/---
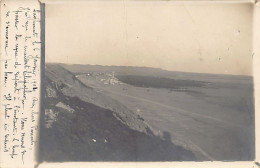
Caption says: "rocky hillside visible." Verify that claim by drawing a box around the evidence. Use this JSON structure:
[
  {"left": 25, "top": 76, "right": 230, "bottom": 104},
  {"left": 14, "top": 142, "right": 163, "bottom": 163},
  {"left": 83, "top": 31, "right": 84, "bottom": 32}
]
[
  {"left": 44, "top": 63, "right": 151, "bottom": 133},
  {"left": 40, "top": 63, "right": 196, "bottom": 161}
]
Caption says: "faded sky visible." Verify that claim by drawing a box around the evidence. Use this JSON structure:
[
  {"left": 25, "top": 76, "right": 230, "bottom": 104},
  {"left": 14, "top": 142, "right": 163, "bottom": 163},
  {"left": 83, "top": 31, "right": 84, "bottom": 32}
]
[{"left": 45, "top": 1, "right": 253, "bottom": 75}]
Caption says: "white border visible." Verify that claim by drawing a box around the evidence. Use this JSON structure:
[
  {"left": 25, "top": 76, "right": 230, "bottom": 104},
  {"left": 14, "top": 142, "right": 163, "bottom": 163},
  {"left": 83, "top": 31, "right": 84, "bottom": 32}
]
[{"left": 38, "top": 0, "right": 259, "bottom": 167}]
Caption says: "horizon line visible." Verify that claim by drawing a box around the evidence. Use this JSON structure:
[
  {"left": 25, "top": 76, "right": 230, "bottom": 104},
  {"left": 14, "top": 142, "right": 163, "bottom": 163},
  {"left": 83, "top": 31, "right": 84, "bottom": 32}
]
[{"left": 45, "top": 62, "right": 253, "bottom": 77}]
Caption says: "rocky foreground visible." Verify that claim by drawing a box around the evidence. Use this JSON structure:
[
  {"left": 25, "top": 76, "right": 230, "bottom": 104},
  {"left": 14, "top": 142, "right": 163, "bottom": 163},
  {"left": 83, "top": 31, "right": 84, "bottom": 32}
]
[{"left": 39, "top": 64, "right": 196, "bottom": 161}]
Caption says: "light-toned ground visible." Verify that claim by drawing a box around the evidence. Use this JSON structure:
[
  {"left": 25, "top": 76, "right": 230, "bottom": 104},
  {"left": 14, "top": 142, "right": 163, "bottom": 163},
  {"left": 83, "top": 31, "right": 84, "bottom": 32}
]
[{"left": 76, "top": 73, "right": 254, "bottom": 160}]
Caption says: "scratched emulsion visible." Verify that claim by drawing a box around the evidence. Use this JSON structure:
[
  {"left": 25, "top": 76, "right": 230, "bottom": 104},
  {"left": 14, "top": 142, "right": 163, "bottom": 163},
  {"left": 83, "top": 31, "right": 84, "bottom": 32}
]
[{"left": 0, "top": 1, "right": 41, "bottom": 168}]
\---
### Exercise goal
An exact copy of the records above is needed, free of pictures.

### Exercise output
Caption says: "rocky hillside visible." Verify that claim by drawing a box around the evidence. Use this JSON structure:
[
  {"left": 25, "top": 76, "right": 230, "bottom": 104},
  {"left": 14, "top": 142, "right": 163, "bottom": 163},
  {"left": 83, "top": 31, "right": 84, "bottom": 32}
]
[
  {"left": 44, "top": 63, "right": 151, "bottom": 133},
  {"left": 40, "top": 63, "right": 196, "bottom": 161}
]
Caption says: "faded sky visible." Verify that claim by drawing a box around the evidence. Use this JSON structure:
[
  {"left": 25, "top": 76, "right": 230, "bottom": 104},
  {"left": 14, "top": 142, "right": 163, "bottom": 163},
  {"left": 83, "top": 31, "right": 84, "bottom": 32}
]
[{"left": 45, "top": 1, "right": 253, "bottom": 75}]
Caption says: "white border visible." Verify that claim by drawing a box around the evidence. Use this JSON structure:
[
  {"left": 25, "top": 76, "right": 230, "bottom": 104},
  {"left": 14, "top": 142, "right": 163, "bottom": 163},
  {"left": 83, "top": 31, "right": 84, "bottom": 32}
]
[{"left": 38, "top": 0, "right": 259, "bottom": 167}]
Caption says: "horizon line visible." Verify that claim by drawing a box around the evidence. Use this JSON structure:
[
  {"left": 25, "top": 76, "right": 230, "bottom": 104},
  {"left": 14, "top": 142, "right": 163, "bottom": 163},
  {"left": 83, "top": 31, "right": 84, "bottom": 32}
]
[{"left": 45, "top": 62, "right": 253, "bottom": 77}]
Caption says: "rocky foreground visible." Verify that claim by drawing a box around the evidence. Use this JSON structure:
[
  {"left": 25, "top": 76, "right": 230, "bottom": 104},
  {"left": 14, "top": 142, "right": 163, "bottom": 163},
  {"left": 83, "top": 31, "right": 84, "bottom": 32}
]
[{"left": 39, "top": 64, "right": 196, "bottom": 161}]
Caption says: "light-toned ground visible." Verify that claim by drawing a box around the evidence. Use this JSON structure:
[
  {"left": 25, "top": 76, "right": 230, "bottom": 104},
  {"left": 14, "top": 142, "right": 163, "bottom": 163},
  {"left": 83, "top": 31, "right": 84, "bottom": 32}
]
[{"left": 76, "top": 73, "right": 254, "bottom": 160}]
Caption says: "scratched emulsion visible." Verify that claim by drawing a box around the evidence. Use this JSON structure:
[
  {"left": 25, "top": 76, "right": 230, "bottom": 104},
  {"left": 14, "top": 142, "right": 163, "bottom": 163},
  {"left": 83, "top": 31, "right": 84, "bottom": 32}
]
[{"left": 0, "top": 1, "right": 41, "bottom": 168}]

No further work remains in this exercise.